▶ _TRECHO SELECIONADO_:
========
E então Olympia apagou as luzes. E o som.

Agora, com Fontaine, parece uma vingança mesmo. Os seres humanos ainda possuem o controle. Ou acham que possuem. O vírus está por aí circulando, enquanto as mentes brilhantes buscam uma vacina eficiente no menor tempo e risco possíveis.

Por ora, fazemos o que dá pra fazer.

Sim, Brigitte Fontaine é uma rainha. Os brasileiros pouco a conhecem, infelizmente, mas sua música é atordoante e o trono no centro do palco é bastante apropriado. Ao lado dela, como dito, um único músico, Yan Péchin.

Nem no palco, há aglomerações.

“A artista tem um talento especial para levar o público para o lado errado”, brinca o Paris Match. “Não conte com ela pra expressar o quanto está feliz por estar ali. Não, a Senhora não gosta de discursos longos ou frases excessivamente bem feitas. Então, aqui está “Brigitte” para começar, canção de 71, que define novamente e sempre sua personagem (a música está em “Brigitte Fontaine”, disco de 1972)”.

“Fontaine gira em torno de seu trono”, segue o Paris Match em sua resenho do espetáculo. “Então, ela senta pra lá ficar até o fim do show”.

Seu “Terre Neuve” é um trabalho sublime. Pegue o que Elza Soares vem fazendo nos seus mais recentes trabalhos e é possível entender que os jovens estão cada vez mais longe de querer mudar o mundo. Estagnaram. Os jovens hoje se preocupam em ser aceitos e não em confrontar.

Talvez tirando so rappers, normalmente artistas periféricos dando a real de um mundo que a intelectualidade acha bonito conhecer, os jovens trocaram as guitarras e outros instrumentos por celulares ultramodernos (que duram um ano) e redes sociais com vídeos curtos e textos cada vez mais curtos.

Não é de admirar que o rock, ou a música feita por guitarras, tenha sucumbido ao descartável. E que gente como Rita Lee, Elza Soares e Brigitte Fontaine, com pelo menos oito décadas nas costas, tenha que fazer o serviço sujo.

Mesmo assim, a pandemia condenou “Terre Neuve” à pouca exposição.

“Portanto, esta noite, durante a pequena hora do concerto que se segue, Fontaine está trabalhando e se esforçando pra trazê-lo à vida”, diz o Paris Match.

“God Go To Hell” vem na sequência, iluminada por fortes luzes vermelhas, que permitem ao público apreciar ela entoando em voz alta “ao diabo de deus”.
========
[Registros de dados armazenados]
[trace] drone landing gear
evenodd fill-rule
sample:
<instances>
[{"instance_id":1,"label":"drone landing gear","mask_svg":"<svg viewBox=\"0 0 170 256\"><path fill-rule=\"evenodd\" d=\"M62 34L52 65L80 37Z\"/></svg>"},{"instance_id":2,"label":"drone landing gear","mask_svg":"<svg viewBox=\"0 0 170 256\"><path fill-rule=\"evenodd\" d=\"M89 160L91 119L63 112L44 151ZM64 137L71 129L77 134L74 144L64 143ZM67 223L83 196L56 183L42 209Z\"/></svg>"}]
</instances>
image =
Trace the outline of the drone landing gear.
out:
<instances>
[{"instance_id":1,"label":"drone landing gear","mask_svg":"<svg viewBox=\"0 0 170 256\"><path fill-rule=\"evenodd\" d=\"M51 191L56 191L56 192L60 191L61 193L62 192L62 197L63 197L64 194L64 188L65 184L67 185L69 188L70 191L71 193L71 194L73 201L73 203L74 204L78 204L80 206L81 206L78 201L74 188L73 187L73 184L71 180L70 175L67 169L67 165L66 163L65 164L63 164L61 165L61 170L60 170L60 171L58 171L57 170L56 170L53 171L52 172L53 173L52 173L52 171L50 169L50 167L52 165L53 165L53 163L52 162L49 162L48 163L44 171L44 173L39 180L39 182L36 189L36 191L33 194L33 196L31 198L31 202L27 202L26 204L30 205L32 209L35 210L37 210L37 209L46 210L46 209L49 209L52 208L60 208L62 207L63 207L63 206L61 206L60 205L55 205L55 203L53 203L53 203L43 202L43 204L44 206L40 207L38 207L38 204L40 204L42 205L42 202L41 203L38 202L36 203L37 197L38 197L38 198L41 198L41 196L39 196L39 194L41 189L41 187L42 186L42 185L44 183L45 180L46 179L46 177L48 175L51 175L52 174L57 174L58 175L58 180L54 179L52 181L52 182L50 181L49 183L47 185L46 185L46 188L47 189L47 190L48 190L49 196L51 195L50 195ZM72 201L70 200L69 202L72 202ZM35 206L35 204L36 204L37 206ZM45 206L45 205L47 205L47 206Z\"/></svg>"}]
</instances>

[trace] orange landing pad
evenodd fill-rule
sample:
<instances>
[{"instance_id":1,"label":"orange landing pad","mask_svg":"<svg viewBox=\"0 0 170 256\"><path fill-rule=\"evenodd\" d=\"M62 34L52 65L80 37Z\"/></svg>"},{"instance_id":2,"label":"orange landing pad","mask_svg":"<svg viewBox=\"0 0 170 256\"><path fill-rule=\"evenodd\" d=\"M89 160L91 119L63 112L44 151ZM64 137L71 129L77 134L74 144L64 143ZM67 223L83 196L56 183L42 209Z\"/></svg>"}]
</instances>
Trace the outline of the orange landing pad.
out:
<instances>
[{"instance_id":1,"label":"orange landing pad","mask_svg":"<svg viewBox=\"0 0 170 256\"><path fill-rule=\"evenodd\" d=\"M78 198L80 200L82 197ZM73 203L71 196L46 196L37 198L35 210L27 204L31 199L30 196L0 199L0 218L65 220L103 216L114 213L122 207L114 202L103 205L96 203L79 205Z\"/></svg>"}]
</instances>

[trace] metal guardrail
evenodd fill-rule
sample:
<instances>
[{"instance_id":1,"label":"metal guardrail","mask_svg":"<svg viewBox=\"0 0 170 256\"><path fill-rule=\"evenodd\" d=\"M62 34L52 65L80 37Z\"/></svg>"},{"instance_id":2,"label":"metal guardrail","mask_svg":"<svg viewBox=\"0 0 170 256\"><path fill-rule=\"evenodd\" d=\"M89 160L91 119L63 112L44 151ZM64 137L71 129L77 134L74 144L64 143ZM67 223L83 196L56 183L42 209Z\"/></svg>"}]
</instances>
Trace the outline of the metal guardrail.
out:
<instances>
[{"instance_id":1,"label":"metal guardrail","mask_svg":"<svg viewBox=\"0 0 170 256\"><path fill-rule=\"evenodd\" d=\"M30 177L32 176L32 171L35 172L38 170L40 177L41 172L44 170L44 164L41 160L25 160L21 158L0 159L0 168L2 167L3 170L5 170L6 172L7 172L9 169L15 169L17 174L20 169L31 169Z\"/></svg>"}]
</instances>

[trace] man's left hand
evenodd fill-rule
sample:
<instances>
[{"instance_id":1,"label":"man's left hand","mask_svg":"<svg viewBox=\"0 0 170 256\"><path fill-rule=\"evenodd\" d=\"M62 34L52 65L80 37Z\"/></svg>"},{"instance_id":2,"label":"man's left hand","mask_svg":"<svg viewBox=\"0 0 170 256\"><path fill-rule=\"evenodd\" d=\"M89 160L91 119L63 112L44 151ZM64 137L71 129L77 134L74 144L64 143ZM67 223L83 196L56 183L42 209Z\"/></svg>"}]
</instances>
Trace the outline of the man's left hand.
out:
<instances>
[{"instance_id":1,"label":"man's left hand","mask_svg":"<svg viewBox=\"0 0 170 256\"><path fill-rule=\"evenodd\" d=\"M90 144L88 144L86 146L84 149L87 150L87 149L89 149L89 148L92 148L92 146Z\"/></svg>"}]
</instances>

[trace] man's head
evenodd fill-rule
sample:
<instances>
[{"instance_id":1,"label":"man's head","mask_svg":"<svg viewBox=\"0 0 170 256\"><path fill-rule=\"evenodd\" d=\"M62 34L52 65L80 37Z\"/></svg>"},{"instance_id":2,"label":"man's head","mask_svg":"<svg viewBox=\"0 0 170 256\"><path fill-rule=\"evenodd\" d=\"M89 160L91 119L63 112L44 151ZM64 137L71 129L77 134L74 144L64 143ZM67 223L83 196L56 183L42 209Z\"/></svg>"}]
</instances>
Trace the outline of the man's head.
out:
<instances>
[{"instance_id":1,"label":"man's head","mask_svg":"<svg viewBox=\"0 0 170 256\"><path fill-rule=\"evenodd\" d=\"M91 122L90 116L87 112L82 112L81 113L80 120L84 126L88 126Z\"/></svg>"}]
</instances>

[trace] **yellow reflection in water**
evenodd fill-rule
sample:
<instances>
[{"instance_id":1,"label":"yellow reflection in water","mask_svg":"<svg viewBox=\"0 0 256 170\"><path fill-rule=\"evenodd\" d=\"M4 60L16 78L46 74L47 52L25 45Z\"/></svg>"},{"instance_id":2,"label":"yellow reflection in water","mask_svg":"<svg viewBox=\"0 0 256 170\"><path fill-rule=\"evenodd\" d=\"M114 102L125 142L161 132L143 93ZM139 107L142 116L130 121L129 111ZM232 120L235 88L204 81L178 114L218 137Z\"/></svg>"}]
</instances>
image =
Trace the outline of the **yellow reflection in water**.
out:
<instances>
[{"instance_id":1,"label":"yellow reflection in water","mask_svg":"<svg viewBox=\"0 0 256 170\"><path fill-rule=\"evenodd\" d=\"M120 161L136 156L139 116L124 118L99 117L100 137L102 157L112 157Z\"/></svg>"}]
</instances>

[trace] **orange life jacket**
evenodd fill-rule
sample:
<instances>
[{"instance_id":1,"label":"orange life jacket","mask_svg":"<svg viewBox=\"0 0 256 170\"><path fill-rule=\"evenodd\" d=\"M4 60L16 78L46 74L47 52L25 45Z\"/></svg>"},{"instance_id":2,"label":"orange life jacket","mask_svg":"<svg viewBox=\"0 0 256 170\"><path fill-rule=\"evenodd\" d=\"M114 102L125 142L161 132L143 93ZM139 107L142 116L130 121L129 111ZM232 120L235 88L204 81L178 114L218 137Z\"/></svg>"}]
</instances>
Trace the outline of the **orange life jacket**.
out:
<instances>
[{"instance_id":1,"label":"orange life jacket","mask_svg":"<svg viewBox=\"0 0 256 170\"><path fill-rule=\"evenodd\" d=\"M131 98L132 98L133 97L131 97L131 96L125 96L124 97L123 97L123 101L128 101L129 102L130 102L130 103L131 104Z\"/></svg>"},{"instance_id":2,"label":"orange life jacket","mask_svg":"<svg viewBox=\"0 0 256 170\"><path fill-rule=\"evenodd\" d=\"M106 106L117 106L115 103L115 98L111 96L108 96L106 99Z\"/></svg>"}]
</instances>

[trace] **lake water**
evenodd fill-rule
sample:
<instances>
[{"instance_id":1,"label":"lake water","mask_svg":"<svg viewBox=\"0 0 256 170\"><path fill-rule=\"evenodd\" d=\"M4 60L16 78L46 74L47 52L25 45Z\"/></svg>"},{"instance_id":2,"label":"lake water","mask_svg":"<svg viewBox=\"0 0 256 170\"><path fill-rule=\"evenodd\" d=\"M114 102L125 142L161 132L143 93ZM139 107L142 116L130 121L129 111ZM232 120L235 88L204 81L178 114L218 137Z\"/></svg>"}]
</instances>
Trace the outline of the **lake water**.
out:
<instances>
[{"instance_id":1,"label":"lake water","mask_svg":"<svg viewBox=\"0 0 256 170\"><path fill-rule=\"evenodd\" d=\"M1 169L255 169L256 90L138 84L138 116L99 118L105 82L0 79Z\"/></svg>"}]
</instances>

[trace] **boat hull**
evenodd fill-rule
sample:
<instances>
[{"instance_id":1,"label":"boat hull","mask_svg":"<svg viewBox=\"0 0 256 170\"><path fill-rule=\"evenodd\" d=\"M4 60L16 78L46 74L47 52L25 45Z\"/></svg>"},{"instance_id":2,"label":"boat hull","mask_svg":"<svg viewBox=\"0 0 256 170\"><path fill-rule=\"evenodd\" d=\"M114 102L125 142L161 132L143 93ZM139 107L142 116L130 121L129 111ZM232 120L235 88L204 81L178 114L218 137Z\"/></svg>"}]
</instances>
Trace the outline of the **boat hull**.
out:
========
▶ _ENUNCIADO_: Reproduza a passagem do trecho sobre Brigitte Fontaine que começa em "Talvez tirando so" e segue até "à pouca exposição.". Os dados constituem material independente do trecho.

▶ _SOLUÇÃO_:
Talvez tirando so rappers, normalmente artistas periféricos dando a real de um mundo que a intelectualidade acha bonito conhecer, os jovens trocaram as guitarras e outros instrumentos por celulares ultramodernos (que duram um ano) e redes sociais com vídeos curtos e textos cada vez mais curtos.

Não é de admirar que o rock, ou a música feita por guitarras, tenha sucumbido ao descartável. E que gente como Rita Lee, Elza Soares e Brigitte Fontaine, com pelo menos oito décadas nas costas, tenha que fazer o serviço sujo.

Mesmo assim, a pandemia condenou “Terre Neuve” à pouca exposição.